Point labeling data based on photographs
______
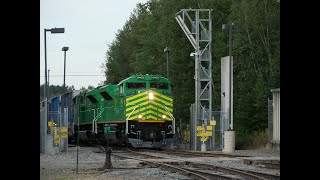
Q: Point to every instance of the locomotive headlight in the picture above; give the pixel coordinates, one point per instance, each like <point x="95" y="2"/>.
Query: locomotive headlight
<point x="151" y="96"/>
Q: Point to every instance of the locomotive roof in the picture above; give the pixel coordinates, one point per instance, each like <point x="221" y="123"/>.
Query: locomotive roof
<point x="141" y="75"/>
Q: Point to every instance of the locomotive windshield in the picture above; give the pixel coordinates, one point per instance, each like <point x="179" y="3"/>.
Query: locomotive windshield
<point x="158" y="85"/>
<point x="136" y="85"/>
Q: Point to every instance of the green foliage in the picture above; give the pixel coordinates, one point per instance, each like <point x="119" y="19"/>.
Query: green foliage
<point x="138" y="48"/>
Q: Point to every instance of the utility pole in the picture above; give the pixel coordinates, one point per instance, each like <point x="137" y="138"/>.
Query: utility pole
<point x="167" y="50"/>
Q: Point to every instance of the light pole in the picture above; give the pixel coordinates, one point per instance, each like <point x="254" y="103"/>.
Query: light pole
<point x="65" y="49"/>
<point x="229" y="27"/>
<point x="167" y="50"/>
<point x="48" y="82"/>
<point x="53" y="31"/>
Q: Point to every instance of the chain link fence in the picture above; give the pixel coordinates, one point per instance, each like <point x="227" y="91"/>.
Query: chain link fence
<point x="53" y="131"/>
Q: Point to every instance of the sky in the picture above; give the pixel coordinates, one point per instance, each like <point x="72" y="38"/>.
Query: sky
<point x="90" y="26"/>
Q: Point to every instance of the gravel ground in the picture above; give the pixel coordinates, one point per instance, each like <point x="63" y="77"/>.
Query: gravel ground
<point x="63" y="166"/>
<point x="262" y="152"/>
______
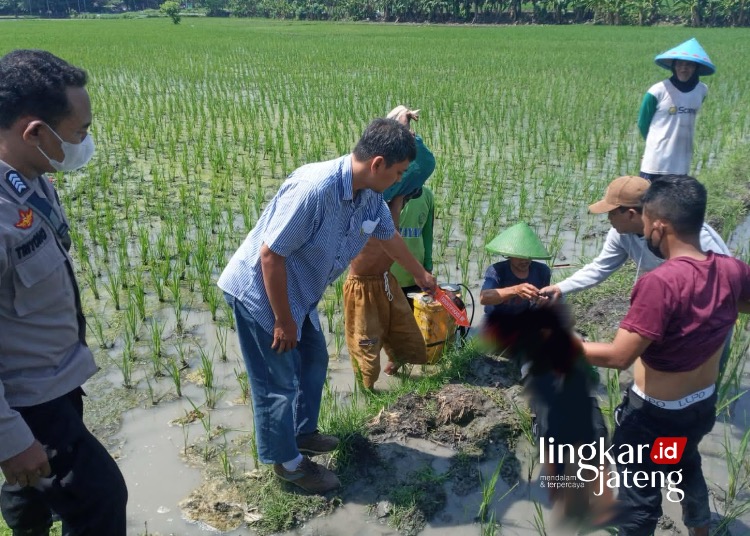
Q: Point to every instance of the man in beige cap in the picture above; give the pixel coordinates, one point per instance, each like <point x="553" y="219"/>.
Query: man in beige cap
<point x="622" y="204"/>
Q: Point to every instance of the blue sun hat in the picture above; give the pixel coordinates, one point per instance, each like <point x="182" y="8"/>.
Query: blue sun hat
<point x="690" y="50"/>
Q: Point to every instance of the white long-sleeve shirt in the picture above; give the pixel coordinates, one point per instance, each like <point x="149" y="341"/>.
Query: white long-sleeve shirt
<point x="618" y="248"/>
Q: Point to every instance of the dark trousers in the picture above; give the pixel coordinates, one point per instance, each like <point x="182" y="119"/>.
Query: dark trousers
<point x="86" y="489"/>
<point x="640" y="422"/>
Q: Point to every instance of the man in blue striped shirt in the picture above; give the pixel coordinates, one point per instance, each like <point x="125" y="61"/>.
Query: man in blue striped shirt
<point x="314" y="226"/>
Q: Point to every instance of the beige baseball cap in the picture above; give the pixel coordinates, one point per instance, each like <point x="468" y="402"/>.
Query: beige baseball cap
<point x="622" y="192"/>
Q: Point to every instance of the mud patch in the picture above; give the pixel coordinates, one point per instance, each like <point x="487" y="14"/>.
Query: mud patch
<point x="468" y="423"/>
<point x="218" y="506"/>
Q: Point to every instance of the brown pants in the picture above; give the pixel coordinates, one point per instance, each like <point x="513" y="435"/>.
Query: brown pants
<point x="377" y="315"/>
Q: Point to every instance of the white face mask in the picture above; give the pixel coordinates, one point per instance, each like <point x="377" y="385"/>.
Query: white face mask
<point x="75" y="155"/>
______
Work to complete: Locate every line in the records above that contains the word "baseball" and copy each such line in full. Treat case as significant.

Solution:
Q: Point to every instance of the beige baseball cap in the picture above; give the pixel coordinates, one point per instance, each like <point x="468" y="402"/>.
Query: beige baseball cap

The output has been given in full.